_Aim of the exercise_:
Copy the rows below word for word, from the first line of the rows through the line that contains "positive clicks: (444, 84) (449, 86)", including both. Leave the pictures out of your copy.

--- The records ---

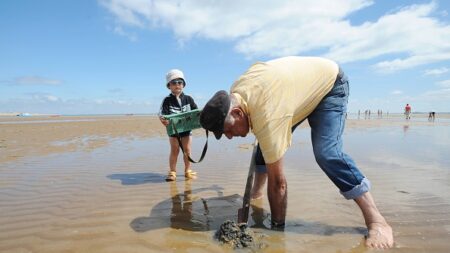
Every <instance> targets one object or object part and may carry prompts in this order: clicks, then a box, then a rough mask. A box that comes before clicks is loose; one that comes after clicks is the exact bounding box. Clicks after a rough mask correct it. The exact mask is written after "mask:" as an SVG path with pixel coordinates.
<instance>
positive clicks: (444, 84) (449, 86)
mask: <svg viewBox="0 0 450 253" xmlns="http://www.w3.org/2000/svg"><path fill="white" fill-rule="evenodd" d="M437 84H438V85H439V86H441V87H443V88H450V79H449V80H444V81H440V82H438V83H437Z"/></svg>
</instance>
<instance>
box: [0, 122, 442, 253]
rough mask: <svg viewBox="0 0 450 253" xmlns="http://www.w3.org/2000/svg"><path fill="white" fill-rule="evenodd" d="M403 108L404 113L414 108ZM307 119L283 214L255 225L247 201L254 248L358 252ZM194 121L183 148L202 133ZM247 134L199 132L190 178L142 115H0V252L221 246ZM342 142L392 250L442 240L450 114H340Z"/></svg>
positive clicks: (433, 243)
mask: <svg viewBox="0 0 450 253" xmlns="http://www.w3.org/2000/svg"><path fill="white" fill-rule="evenodd" d="M413 116H414V115H413ZM309 135H310V132H309V129H308V127H307V124H304V125H303V127H301V128H300V129H298V130H297V131H296V132H295V134H294V138H293V143H292V147H291V148H290V150H289V151H288V153H287V154H286V160H285V167H286V168H285V172H286V175H287V179H288V185H289V200H288V210H287V227H286V229H285V231H284V232H280V231H271V230H268V229H267V226H268V224H269V220H268V218H267V217H268V212H269V211H268V210H269V206H268V202H267V199H266V198H264V199H262V200H259V201H256V202H254V206H253V208H252V210H251V218H250V223H249V224H250V226H251V227H252V230H253V231H254V232H255V233H256V235H257V243H258V246H259V247H260V249H258V250H257V251H258V252H355V253H356V252H370V250H367V249H365V248H364V246H362V245H363V238H364V234H365V233H366V230H365V227H364V222H363V219H362V215H361V214H360V212H359V209H358V208H357V206H356V205H355V204H354V203H353V202H352V201H348V200H345V199H343V198H342V197H341V195H340V194H339V192H338V191H337V189H336V188H335V186H334V185H333V184H332V183H331V181H329V180H328V179H327V178H326V176H325V175H324V173H323V172H322V171H321V170H320V168H319V167H318V166H317V165H316V164H315V161H314V157H313V154H312V148H311V142H310V138H309ZM204 140H205V138H204V136H203V133H202V132H201V131H196V132H195V135H194V141H193V157H194V159H195V158H198V157H199V155H200V152H201V149H202V147H203V144H204ZM252 142H253V136H251V135H250V136H249V137H247V138H237V139H233V140H231V141H229V140H221V141H220V142H218V141H216V140H215V139H214V138H212V139H210V142H209V149H208V153H207V155H206V158H205V160H204V161H203V162H202V163H200V164H198V165H194V166H193V169H195V170H196V171H197V172H198V174H199V177H198V179H196V180H188V181H186V180H184V177H183V174H182V171H183V170H182V162H181V159H179V164H178V171H179V173H178V178H177V182H173V183H166V182H165V181H164V177H165V174H166V172H167V167H168V161H167V160H168V152H169V144H168V141H167V137H165V129H164V128H163V127H162V125H161V124H160V123H159V121H158V120H157V119H156V118H155V117H153V116H91V117H62V116H61V117H45V116H42V117H28V118H18V117H0V175H1V177H0V252H232V251H233V250H231V249H230V248H228V247H225V246H222V245H219V244H218V243H217V242H216V241H214V240H213V239H212V238H213V235H214V232H215V230H216V229H217V227H218V226H219V225H220V224H221V223H222V222H223V221H224V220H225V219H236V218H237V217H236V216H237V209H238V208H239V207H240V204H241V202H240V201H241V196H242V195H243V191H244V187H245V180H246V176H247V171H248V165H249V159H250V153H251V148H252V146H251V143H252ZM344 148H345V150H346V152H347V153H349V154H350V155H351V156H352V157H353V158H354V160H355V161H356V162H357V164H358V166H359V167H360V168H361V170H362V171H363V172H364V173H365V175H366V176H367V177H368V178H369V179H370V180H371V182H372V193H373V195H374V198H375V200H376V202H377V204H378V207H379V209H380V210H381V212H382V213H383V214H384V215H385V216H386V218H387V220H388V221H389V222H390V224H391V225H392V227H393V229H394V236H395V240H396V247H395V248H394V249H392V250H390V251H392V252H448V251H450V245H449V243H448V239H450V157H449V156H448V154H449V153H450V120H449V119H448V115H446V116H445V117H441V118H437V119H436V120H435V122H428V121H427V119H426V116H423V115H422V116H421V117H419V116H417V117H413V118H412V119H411V120H410V121H405V120H404V119H403V118H402V117H401V115H391V116H390V117H389V118H383V119H379V118H374V117H373V116H372V119H366V120H365V119H359V120H358V119H357V118H356V117H355V115H349V120H348V122H347V128H346V130H345V133H344Z"/></svg>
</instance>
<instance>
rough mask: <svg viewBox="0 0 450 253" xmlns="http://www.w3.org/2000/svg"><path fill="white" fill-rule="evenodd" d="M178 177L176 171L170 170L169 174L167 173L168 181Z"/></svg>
mask: <svg viewBox="0 0 450 253" xmlns="http://www.w3.org/2000/svg"><path fill="white" fill-rule="evenodd" d="M176 179H177V173H176V172H175V171H169V174H167V177H166V181H167V182H170V181H175V180H176Z"/></svg>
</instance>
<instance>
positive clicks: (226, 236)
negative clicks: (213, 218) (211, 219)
mask: <svg viewBox="0 0 450 253" xmlns="http://www.w3.org/2000/svg"><path fill="white" fill-rule="evenodd" d="M215 238H216V239H217V240H219V241H220V242H221V243H224V244H228V245H230V246H231V247H233V248H235V249H236V248H247V247H253V246H254V245H255V243H254V242H255V240H254V234H253V232H252V231H251V230H250V229H249V228H248V226H247V223H240V224H237V223H236V222H234V221H231V220H227V221H225V222H224V223H223V224H222V225H221V226H220V228H219V229H218V230H217V232H216V234H215Z"/></svg>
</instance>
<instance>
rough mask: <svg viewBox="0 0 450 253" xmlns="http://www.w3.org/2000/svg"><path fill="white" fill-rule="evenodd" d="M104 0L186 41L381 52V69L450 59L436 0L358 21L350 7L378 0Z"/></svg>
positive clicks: (439, 11)
mask: <svg viewBox="0 0 450 253" xmlns="http://www.w3.org/2000/svg"><path fill="white" fill-rule="evenodd" d="M100 2H101V4H102V5H103V6H104V7H105V8H107V9H108V10H109V11H110V12H111V13H113V15H114V16H115V17H116V18H117V25H118V26H120V27H121V26H122V25H123V26H131V27H138V28H148V29H170V30H172V31H173V33H174V35H175V37H176V38H177V39H178V40H179V41H180V42H181V43H184V42H185V41H188V40H190V39H192V38H206V39H213V40H225V41H232V42H234V43H235V48H236V50H237V51H238V52H240V53H242V54H244V55H246V56H247V57H259V56H273V57H275V56H282V55H299V54H307V53H309V52H312V51H322V52H325V53H324V56H326V57H329V58H332V59H335V60H337V61H339V62H353V61H360V60H369V59H378V58H380V57H383V59H382V60H380V61H379V62H378V63H376V64H374V66H373V67H374V68H375V69H376V70H378V71H383V72H392V71H398V70H401V69H407V68H412V67H415V66H419V65H424V64H429V63H434V62H440V61H445V60H449V59H450V43H449V41H450V26H449V25H448V24H447V23H445V22H442V21H441V20H439V18H442V17H445V15H443V14H442V13H443V12H442V10H438V5H437V3H436V2H434V1H432V2H430V3H427V4H418V5H410V6H406V7H403V8H400V9H396V10H395V11H392V10H386V14H385V15H383V16H381V17H379V18H378V20H375V21H373V22H365V23H363V24H360V25H352V23H351V22H350V20H349V14H351V13H355V12H356V14H357V12H358V11H359V10H361V9H364V8H370V6H371V5H373V4H374V2H373V1H370V0H335V1H327V0H314V1H312V0H299V1H288V0H273V1H257V0H248V1H237V0H228V1H207V0H203V1H193V0H184V1H175V0H172V1H170V0H154V1H146V0H100ZM356 14H355V15H356ZM121 29H122V28H121ZM436 35H439V36H436ZM388 57H389V58H388Z"/></svg>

---

_Task result_:
Every <instance> targets one object or object part and may carry prompts in this order: clicks, then a box, then a rough mask. A box that comes before clicks is loose; one that comes after clicks is the exact bounding box. Clicks after a rough mask correct it. The exact mask is written after "mask:" as an SVG path with pixel coordinates.
<instance>
positive clicks: (444, 84) (449, 86)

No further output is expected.